[What the task requires]
After locating the line with "38, row 395." in the entries below, output it and each following line up to and including the line with "575, row 640.", exactly and without pictures.

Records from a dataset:
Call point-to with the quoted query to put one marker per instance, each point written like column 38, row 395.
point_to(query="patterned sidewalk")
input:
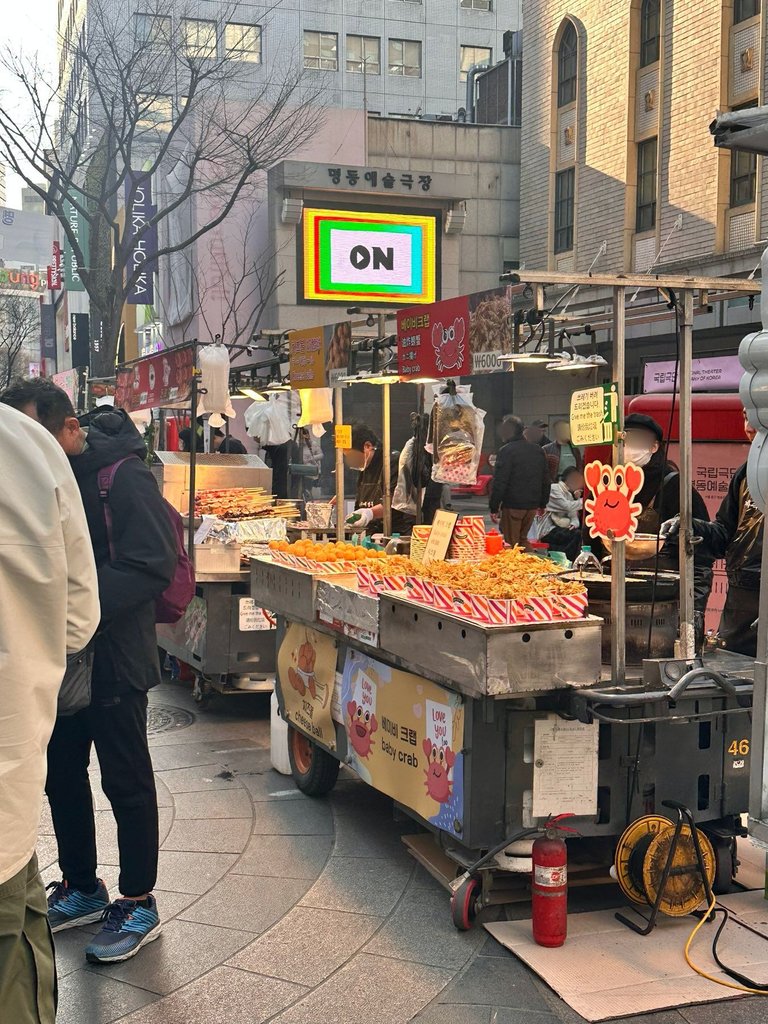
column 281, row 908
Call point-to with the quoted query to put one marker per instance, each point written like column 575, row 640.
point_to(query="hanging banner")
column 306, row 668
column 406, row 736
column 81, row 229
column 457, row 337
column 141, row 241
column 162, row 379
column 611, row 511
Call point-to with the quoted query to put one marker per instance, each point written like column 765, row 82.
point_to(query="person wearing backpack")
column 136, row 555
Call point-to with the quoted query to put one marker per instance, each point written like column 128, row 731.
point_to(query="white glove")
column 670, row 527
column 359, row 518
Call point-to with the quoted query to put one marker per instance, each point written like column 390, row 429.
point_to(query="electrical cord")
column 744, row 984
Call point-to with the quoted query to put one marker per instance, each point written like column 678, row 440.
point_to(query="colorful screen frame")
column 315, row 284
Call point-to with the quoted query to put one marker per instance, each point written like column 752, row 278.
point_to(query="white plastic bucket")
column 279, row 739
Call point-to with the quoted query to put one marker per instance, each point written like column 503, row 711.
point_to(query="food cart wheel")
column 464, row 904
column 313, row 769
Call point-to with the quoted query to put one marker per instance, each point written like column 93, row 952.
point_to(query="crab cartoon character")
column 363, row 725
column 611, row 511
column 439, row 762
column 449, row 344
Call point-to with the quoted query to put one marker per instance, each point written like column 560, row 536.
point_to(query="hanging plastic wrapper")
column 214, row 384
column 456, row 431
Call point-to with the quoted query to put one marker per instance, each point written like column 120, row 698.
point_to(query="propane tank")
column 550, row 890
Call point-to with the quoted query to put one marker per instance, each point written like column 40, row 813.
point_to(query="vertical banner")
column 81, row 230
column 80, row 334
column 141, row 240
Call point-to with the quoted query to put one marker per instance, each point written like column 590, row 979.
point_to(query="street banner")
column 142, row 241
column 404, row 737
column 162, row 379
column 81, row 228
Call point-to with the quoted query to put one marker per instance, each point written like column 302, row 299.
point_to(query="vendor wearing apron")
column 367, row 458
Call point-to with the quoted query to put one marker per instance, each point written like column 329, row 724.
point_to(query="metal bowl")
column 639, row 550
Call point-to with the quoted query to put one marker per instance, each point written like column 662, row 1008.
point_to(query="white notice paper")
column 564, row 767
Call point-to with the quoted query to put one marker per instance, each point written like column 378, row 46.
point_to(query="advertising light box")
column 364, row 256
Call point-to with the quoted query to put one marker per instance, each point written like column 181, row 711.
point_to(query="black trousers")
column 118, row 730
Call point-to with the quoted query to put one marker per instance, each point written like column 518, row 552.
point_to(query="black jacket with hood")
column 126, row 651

---

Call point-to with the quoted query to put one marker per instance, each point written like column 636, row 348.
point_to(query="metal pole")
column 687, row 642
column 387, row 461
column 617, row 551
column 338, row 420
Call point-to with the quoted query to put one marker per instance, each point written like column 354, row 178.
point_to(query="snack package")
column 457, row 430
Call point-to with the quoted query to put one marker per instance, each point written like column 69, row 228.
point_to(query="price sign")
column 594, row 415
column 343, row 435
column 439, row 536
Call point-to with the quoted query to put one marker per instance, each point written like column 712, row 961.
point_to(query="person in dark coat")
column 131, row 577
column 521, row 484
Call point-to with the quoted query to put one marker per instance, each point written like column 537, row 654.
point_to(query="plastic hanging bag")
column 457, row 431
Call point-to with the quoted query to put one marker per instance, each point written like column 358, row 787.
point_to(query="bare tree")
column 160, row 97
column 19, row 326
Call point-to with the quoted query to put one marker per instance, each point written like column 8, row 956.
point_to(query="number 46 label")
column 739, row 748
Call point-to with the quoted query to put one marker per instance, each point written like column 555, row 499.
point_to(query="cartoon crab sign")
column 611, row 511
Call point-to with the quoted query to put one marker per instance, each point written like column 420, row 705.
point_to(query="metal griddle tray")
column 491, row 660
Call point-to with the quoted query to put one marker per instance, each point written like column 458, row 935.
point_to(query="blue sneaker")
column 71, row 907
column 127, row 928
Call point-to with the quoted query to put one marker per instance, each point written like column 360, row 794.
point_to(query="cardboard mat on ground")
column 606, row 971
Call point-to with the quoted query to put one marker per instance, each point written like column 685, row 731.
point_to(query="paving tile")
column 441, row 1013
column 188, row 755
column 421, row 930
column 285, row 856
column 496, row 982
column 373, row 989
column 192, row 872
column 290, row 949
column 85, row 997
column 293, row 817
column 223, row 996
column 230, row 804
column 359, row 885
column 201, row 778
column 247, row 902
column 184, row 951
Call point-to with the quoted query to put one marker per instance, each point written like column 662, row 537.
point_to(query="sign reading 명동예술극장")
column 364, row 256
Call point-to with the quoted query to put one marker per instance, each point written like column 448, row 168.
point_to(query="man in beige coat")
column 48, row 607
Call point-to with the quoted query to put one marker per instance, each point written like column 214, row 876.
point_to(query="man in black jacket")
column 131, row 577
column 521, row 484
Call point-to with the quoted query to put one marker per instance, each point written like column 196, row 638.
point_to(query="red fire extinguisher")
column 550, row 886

--

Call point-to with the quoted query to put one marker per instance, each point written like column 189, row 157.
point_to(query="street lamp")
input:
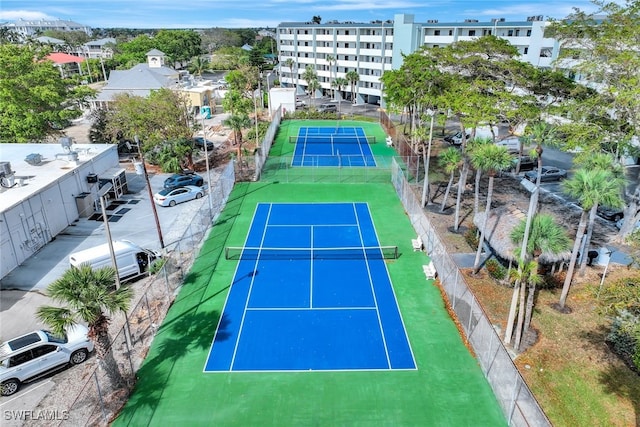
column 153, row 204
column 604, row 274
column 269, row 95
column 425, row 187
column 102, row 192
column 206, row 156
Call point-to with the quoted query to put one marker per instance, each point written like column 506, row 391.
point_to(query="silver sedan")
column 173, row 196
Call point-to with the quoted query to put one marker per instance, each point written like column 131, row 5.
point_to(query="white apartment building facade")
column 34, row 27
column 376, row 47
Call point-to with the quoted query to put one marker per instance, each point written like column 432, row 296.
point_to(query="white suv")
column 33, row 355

[Result of the exercise]
Call point-to with the quoted query to put one marker per instance, each point written like column 38, row 395.
point_to(query="patterned sidewalk")
input:
column 281, row 908
Call point-to with the quoted query to put one marker per instance, each point written like column 575, row 640.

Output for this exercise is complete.